__Material provided__.

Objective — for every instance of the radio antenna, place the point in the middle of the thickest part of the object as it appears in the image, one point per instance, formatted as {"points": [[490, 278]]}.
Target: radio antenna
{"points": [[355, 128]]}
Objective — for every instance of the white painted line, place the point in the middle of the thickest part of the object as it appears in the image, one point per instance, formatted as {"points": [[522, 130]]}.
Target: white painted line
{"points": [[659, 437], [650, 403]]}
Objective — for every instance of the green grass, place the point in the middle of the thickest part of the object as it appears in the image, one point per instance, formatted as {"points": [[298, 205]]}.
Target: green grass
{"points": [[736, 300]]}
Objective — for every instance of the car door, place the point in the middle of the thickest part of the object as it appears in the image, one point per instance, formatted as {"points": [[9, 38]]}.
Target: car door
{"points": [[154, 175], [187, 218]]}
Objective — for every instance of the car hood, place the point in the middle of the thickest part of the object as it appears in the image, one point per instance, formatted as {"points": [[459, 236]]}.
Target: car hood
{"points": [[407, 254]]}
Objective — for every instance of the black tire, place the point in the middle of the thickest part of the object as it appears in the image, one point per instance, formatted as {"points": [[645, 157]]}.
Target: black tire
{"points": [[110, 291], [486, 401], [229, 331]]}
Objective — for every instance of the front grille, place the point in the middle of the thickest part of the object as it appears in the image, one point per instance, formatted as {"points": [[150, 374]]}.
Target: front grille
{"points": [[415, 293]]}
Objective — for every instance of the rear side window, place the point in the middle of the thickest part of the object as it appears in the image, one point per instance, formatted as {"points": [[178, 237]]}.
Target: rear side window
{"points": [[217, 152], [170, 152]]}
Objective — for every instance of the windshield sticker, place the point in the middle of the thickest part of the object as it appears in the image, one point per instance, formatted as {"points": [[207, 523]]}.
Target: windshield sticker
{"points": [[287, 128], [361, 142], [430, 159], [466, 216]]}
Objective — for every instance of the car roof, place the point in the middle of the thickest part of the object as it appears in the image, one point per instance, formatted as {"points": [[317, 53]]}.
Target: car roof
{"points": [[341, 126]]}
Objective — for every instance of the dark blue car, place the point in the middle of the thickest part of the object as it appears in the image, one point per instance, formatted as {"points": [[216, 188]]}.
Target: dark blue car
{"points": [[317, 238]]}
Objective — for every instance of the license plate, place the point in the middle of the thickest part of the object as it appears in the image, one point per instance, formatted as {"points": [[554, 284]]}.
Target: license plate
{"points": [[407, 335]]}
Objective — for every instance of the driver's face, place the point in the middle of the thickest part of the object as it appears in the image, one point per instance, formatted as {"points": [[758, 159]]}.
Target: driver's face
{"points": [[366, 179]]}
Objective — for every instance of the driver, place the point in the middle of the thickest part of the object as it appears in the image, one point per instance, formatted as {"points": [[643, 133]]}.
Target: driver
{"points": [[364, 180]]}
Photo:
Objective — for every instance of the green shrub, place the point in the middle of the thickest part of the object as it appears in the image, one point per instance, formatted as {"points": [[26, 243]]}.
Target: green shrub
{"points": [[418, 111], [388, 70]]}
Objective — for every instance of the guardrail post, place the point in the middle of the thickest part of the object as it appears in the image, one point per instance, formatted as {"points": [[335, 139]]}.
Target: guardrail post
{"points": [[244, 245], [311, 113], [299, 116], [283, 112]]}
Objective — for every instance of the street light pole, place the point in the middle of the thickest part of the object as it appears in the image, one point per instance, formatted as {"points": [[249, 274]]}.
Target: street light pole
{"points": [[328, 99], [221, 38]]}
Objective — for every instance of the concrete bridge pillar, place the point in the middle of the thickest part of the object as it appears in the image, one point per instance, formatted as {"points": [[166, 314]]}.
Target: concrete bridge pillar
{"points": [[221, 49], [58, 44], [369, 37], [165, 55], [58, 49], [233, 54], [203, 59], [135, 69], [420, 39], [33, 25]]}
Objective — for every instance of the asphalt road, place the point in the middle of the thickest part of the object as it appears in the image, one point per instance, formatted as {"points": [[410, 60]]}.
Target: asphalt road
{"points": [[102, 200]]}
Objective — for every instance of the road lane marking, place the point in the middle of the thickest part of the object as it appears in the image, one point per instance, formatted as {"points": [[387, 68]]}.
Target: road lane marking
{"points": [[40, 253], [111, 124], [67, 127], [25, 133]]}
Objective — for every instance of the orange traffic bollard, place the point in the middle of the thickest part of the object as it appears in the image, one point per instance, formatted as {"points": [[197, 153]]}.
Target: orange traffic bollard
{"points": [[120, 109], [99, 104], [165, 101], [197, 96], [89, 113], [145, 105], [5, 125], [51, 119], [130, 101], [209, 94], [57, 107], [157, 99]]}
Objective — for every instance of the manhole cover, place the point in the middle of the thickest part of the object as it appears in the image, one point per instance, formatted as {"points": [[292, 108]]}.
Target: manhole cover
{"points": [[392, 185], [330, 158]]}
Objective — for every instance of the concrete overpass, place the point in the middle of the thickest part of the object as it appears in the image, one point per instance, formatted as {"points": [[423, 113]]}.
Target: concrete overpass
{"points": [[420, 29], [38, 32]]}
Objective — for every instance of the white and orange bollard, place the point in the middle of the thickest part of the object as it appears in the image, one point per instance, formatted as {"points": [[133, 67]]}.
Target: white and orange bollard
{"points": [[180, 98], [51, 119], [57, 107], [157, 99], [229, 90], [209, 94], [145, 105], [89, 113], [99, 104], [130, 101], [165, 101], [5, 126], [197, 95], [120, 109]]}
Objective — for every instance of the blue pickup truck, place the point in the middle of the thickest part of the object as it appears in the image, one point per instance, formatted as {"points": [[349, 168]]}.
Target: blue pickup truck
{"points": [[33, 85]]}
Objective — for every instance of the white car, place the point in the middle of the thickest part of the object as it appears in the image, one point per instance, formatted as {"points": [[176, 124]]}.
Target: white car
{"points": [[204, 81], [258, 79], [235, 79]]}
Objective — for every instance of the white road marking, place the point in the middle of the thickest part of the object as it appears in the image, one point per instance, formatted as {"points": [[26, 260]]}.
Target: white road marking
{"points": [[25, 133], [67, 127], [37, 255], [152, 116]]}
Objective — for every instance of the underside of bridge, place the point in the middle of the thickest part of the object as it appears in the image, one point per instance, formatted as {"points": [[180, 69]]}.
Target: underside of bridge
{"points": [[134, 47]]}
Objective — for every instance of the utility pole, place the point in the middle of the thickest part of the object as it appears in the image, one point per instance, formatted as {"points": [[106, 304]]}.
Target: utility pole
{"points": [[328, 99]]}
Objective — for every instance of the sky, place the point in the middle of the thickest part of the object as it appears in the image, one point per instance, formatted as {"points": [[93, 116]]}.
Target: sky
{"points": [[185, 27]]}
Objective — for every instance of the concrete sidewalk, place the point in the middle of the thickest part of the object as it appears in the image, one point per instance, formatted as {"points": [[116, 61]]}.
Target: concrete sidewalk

__Instructions for the task__. Render each line of the listing above as one string in a JSON array, covering the whole listing and skipping any blank lines.

__Task solution__.
[
  "Objective — for every instance of the radio antenna, place the point in the middle of the thickest part of the object as it appears in the image, one point per instance, formatted as {\"points\": [[490, 278]]}.",
  "Target: radio antenna",
  "{\"points\": [[355, 128]]}",
  "Objective — for every instance of the white painted line, place the point in the middle of the thickest part of the object as it appears in the image, one point per instance, formatted as {\"points\": [[522, 130]]}.",
  "Target: white painted line",
  "{\"points\": [[659, 437], [650, 403]]}",
  "Objective — for every instance of the green grass, place the point in the middle of the thickest part of the object as it appears in the image, one point per instance, formatted as {\"points\": [[298, 205]]}.",
  "Target: green grass",
  "{\"points\": [[736, 300]]}",
  "Objective — for every instance of the car door, place the point in the middle of the thickest part of the object as it appears in the image, one point per instance, formatted as {\"points\": [[9, 38]]}.",
  "Target: car door",
  "{\"points\": [[154, 175], [187, 218]]}",
  "Objective — for every instance of the car hood, place the point in the middle of the thickest part of the object as it appears in the image, one point per instance, formatted as {\"points\": [[459, 236]]}.",
  "Target: car hood",
  "{\"points\": [[407, 254]]}",
  "Objective — for every instance of the black tire, place the point in the middle of the thickest part of the object as it appears in the image, one point per instance, formatted as {\"points\": [[645, 157]]}.",
  "Target: black tire",
  "{\"points\": [[110, 291], [486, 401], [229, 331]]}",
  "Objective — for every instance of the front grille, place the point in the middle of the thickest part of the object as it appears in the image, one point per instance, formatted as {\"points\": [[150, 374]]}.",
  "Target: front grille",
  "{\"points\": [[415, 293]]}",
  "Objective — for every instance of the rear side window, place the point in the middle of the thickest part of the object as it appears in the image, one point per instance, formatted as {\"points\": [[178, 237]]}.",
  "Target: rear side window",
  "{\"points\": [[217, 152], [170, 152]]}",
  "Objective — for every instance of the windshield sticker, place the point in the middle of the thickest part of the object as it appears in the image, one point per instance, formatted as {\"points\": [[207, 523]]}.",
  "Target: windshield sticker",
  "{\"points\": [[287, 128], [361, 142], [430, 159], [466, 216]]}",
  "Objective — for every instance of the car roof, place the point in the middle of the thickest part of the object as it appears in the image, one point per instance, formatted as {\"points\": [[317, 53]]}.",
  "Target: car roof",
  "{\"points\": [[341, 126]]}",
  "Objective — for every instance of the dark blue car, place the point in the middle of the thickest part of the object as it appears in the image, one point per instance, formatted as {\"points\": [[216, 188]]}.",
  "Target: dark blue car",
  "{\"points\": [[317, 238]]}",
  "Objective — for every instance of the license plate, place the point in the middle of the thickest part of the object as it appears in the image, one point per instance, formatted as {\"points\": [[554, 284]]}.",
  "Target: license plate",
  "{\"points\": [[407, 335]]}",
  "Objective — for every instance of the driver's face, place the point in the middle of the thickest part of the object as it appears in the image, one point per instance, formatted as {\"points\": [[758, 159]]}.",
  "Target: driver's face",
  "{\"points\": [[366, 179]]}",
  "Objective — for every instance of the driver, place the point in the middle of the thickest part of the object as it appears in the image, one point per instance, formatted as {\"points\": [[643, 133]]}.",
  "Target: driver",
  "{\"points\": [[364, 180]]}",
  "Photo:",
  "Objective — for every instance of the green shrub, place the point in the middle of the thickest part of the object as it appears in the image, one point per instance, formatted as {\"points\": [[26, 243]]}.",
  "Target: green shrub",
  "{\"points\": [[418, 111], [388, 70]]}",
  "Objective — for every instance of the guardrail post, place the point in the middle of the thickest part of the object as it appears in the image, one point per instance, formatted as {\"points\": [[335, 139]]}.",
  "Target: guardrail post",
  "{\"points\": [[244, 245], [311, 113], [299, 116], [283, 112]]}",
  "Objective — for every instance of the street light pole, place the point in the middle of the thickest part of the object as it appears in the image, one point per instance, formatted as {\"points\": [[249, 274]]}.",
  "Target: street light pole",
  "{\"points\": [[328, 99], [221, 38]]}",
  "Objective — for every instance of the concrete bridge pillar, place the point in the middle of the thickest part of the object as it appears in the image, one point per instance, formatted as {\"points\": [[166, 314]]}.",
  "Target: concrete bridge pillar",
  "{\"points\": [[221, 49], [58, 44], [369, 37], [165, 55], [58, 49], [233, 54], [203, 59], [135, 69], [420, 39], [33, 25]]}",
  "Objective — for every instance of the asphalt road, place the point in the middle of the thickest part of the object as it appears in the image, one point per instance, formatted as {\"points\": [[410, 60]]}.",
  "Target: asphalt road",
  "{\"points\": [[102, 200]]}",
  "Objective — for every instance of the road lane marking, place the point in the middle of the thickest part of the object as it appears in the image, one point per instance, formatted as {\"points\": [[387, 68]]}.",
  "Target: road lane marking",
  "{\"points\": [[40, 253], [111, 124], [67, 127], [25, 133]]}",
  "Objective — for every instance of the orange traffic bollard, place the point in the middle of the thickest part of the object as it appears in the image, one point per instance, formatted as {\"points\": [[197, 153]]}.",
  "Target: orange traffic bollard",
  "{\"points\": [[120, 109], [99, 104], [165, 101], [197, 96], [89, 113], [145, 105], [5, 125], [51, 119], [130, 101], [209, 94], [57, 107], [157, 99]]}",
  "Objective — for every instance of the manhole cover, place the point in the middle of the thickest part of the object as it appears in the image, one point per instance, formatted as {\"points\": [[292, 108]]}.",
  "Target: manhole cover",
  "{\"points\": [[392, 185], [330, 158]]}",
  "Objective — for every instance of the concrete overpass, place the point in the middle of the thickest part of the object as it appears in the image, one point per instance, formatted as {\"points\": [[423, 113]]}.",
  "Target: concrete overpass",
  "{\"points\": [[420, 29], [38, 32]]}",
  "Objective — for every instance of the white and orange bollard, place the point in the middle of the thickest part of the object as it appears in the image, one point per instance, formatted as {\"points\": [[133, 67]]}.",
  "Target: white and orange bollard",
  "{\"points\": [[180, 98], [51, 119], [57, 107], [157, 99], [229, 90], [209, 94], [145, 105], [89, 113], [99, 104], [130, 101], [165, 101], [5, 126], [197, 95], [120, 109]]}",
  "Objective — for every instance of the blue pickup truck, place the point in the middle of the thickest part of the object as it appears in the image, one point per instance, formatted as {\"points\": [[349, 168]]}.",
  "Target: blue pickup truck",
  "{\"points\": [[33, 85]]}",
  "Objective — for every instance of the white car, place the point in the middle of the thickest part of the object as it appears in the image, one point per instance, formatted as {\"points\": [[176, 124]]}.",
  "Target: white car",
  "{\"points\": [[204, 81], [258, 79], [235, 79]]}",
  "Objective — for every instance of the white road marking, place the point in the middle of the thickest part of the object as it appears in the image, one point per instance, formatted as {\"points\": [[26, 260]]}.",
  "Target: white road marking",
  "{\"points\": [[25, 133], [67, 127], [37, 255], [152, 116]]}",
  "Objective — for every instance of the underside of bridge, place the point in the middle of the thickest part of the object as it appears in the image, one point per instance, formatted as {\"points\": [[180, 69]]}.",
  "Target: underside of bridge",
  "{\"points\": [[134, 47]]}",
  "Objective — for every instance of the utility pole, place the point in the middle of the thickest part of the object as it appears in the image, one point per instance, formatted as {\"points\": [[106, 304]]}.",
  "Target: utility pole",
  "{\"points\": [[328, 99]]}",
  "Objective — for every instance of the sky, place the point in the middle of the thickest part of the object as it appears in the image, one point per instance, formatted as {\"points\": [[93, 116]]}.",
  "Target: sky",
  "{\"points\": [[185, 27]]}",
  "Objective — for every instance of the concrete sidewalk, place the point in the middle of the thickest part of the object as it appears in the image, one point per instance, formatted as {\"points\": [[116, 61]]}.",
  "Target: concrete sidewalk"
]